_DATA_:
--- --- ---

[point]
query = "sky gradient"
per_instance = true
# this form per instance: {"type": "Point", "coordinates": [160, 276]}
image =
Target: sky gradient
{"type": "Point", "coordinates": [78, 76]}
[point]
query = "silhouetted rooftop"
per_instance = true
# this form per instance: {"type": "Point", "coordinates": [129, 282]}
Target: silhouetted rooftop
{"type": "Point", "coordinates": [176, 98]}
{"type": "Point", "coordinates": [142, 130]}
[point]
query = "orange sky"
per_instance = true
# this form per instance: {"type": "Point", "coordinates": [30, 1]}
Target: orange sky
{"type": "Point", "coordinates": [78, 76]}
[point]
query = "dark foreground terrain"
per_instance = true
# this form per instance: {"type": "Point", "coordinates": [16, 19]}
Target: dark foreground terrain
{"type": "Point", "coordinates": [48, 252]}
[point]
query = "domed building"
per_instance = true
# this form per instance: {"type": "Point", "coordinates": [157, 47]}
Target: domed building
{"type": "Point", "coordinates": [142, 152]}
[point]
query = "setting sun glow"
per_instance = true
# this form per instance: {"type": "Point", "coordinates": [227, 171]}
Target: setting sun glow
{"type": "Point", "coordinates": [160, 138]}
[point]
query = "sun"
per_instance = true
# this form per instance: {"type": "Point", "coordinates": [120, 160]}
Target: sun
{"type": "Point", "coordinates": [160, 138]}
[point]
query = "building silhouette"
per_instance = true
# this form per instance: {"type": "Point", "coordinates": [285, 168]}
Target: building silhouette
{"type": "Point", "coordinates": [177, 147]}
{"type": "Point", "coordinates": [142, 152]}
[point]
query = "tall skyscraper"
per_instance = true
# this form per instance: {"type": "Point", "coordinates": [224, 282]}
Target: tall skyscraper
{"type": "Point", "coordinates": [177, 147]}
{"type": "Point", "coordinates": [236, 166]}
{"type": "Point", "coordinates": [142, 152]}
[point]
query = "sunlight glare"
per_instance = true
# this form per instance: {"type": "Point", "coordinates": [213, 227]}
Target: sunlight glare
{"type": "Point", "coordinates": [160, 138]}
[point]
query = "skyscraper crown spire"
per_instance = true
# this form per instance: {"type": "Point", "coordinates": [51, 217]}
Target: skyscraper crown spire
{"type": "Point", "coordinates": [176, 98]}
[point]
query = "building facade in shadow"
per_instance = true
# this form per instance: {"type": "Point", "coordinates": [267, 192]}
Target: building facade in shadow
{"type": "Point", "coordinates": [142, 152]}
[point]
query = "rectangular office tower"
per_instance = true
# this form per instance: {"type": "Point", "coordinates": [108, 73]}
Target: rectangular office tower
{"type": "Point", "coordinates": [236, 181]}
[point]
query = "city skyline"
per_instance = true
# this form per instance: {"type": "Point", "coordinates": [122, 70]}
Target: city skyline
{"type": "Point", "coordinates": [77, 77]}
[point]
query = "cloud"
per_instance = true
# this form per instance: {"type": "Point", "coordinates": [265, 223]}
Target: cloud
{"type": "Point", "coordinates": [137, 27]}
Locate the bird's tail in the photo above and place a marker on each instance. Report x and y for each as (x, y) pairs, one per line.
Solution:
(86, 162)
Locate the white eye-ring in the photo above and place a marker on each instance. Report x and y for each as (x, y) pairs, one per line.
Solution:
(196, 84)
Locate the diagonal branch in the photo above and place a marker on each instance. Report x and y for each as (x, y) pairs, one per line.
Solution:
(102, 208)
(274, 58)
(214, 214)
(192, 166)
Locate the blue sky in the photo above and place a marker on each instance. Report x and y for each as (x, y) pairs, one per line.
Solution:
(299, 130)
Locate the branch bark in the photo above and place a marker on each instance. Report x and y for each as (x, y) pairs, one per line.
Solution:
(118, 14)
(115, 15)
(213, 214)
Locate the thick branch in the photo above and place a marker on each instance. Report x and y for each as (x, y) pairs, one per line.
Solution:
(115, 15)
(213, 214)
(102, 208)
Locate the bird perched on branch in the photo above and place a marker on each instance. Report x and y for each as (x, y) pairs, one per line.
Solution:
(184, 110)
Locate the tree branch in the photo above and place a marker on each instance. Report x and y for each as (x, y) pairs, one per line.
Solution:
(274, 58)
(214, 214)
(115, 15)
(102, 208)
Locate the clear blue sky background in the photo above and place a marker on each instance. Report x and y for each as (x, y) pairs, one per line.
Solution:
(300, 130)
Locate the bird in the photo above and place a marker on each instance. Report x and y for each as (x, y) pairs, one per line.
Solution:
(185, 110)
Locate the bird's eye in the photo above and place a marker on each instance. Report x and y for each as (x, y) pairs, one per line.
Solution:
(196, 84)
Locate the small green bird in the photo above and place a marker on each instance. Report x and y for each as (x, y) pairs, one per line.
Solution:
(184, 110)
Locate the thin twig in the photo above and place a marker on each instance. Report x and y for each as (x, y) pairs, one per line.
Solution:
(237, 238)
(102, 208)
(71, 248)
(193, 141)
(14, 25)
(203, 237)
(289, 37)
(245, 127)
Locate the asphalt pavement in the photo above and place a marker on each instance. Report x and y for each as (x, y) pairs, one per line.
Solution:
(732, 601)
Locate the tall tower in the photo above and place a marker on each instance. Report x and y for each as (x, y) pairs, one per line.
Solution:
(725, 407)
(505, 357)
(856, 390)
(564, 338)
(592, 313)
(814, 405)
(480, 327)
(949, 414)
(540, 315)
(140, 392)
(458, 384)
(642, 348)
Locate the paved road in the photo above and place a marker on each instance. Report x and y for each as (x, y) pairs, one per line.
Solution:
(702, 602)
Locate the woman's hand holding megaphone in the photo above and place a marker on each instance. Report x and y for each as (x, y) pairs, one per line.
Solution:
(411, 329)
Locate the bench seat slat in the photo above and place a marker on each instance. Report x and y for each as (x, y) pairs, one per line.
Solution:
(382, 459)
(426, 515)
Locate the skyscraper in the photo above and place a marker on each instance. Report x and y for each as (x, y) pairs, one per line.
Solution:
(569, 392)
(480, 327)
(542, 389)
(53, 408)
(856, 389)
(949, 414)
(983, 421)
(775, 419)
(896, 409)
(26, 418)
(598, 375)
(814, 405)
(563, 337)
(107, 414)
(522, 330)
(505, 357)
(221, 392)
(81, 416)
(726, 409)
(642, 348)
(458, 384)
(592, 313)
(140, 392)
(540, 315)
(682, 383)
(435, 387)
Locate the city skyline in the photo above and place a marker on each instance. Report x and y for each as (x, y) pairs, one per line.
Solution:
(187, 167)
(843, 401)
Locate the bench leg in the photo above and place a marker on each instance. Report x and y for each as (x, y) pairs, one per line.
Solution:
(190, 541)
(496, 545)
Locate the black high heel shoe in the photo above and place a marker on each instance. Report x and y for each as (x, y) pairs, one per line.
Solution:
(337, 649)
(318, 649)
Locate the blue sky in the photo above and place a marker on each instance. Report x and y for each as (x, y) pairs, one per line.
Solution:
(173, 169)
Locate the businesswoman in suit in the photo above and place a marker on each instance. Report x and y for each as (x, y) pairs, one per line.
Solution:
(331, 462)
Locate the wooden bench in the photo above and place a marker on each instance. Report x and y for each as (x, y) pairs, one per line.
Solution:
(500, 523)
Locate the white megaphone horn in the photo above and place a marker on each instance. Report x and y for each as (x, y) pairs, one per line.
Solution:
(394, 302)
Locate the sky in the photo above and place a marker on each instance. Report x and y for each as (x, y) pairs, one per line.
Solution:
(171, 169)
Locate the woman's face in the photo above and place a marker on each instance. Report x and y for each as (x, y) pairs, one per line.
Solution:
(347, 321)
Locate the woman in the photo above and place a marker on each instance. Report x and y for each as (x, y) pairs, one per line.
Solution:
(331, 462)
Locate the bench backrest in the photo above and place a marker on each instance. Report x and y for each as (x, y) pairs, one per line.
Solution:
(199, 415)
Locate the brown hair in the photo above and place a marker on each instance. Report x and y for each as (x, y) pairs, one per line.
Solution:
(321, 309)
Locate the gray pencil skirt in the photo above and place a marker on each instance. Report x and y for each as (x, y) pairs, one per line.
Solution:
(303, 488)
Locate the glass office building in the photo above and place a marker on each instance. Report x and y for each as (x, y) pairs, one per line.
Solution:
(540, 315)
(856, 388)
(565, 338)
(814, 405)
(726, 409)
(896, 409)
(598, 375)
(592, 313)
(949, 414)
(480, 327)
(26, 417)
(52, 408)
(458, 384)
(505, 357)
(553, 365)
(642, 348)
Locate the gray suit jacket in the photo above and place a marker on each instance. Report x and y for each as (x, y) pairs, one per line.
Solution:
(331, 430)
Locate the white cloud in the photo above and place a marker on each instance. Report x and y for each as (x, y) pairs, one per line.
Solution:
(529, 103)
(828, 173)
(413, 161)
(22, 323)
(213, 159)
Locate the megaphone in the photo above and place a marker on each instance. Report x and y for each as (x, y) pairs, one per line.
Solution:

--- --- ---

_YOUR INSTRUCTIONS_: State the count of lines above containing the string "suit", and add nothing to it.

_TASK SOLUTION_: 2